(Referring expression pointing data)
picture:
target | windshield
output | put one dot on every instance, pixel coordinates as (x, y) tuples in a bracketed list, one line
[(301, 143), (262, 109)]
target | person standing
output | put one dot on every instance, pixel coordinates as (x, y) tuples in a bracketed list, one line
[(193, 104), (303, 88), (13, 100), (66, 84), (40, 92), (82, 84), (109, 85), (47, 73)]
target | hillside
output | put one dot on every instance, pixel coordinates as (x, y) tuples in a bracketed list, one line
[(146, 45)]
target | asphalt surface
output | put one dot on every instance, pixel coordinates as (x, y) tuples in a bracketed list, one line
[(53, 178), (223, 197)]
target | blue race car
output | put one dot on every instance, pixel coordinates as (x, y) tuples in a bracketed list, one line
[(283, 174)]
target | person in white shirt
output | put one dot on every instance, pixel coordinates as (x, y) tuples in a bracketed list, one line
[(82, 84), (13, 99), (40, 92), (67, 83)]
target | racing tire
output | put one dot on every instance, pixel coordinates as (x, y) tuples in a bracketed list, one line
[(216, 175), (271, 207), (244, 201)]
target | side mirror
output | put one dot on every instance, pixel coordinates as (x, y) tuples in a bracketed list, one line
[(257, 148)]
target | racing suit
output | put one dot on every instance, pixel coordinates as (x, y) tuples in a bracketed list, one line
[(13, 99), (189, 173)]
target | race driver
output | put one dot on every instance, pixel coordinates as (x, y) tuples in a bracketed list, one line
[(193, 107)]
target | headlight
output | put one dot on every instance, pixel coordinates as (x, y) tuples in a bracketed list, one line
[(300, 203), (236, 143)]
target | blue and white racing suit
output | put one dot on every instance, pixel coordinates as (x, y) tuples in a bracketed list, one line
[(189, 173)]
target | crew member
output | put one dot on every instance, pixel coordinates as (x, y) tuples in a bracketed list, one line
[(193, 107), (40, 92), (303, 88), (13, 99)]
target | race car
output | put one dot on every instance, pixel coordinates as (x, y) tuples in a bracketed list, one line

■ **TASK INSTRUCTIONS**
Only the lines above that include the word "person" belong in the answer; copy each one.

■ **RESULT OF THIS TASK**
target | person standing
target | person in white shirt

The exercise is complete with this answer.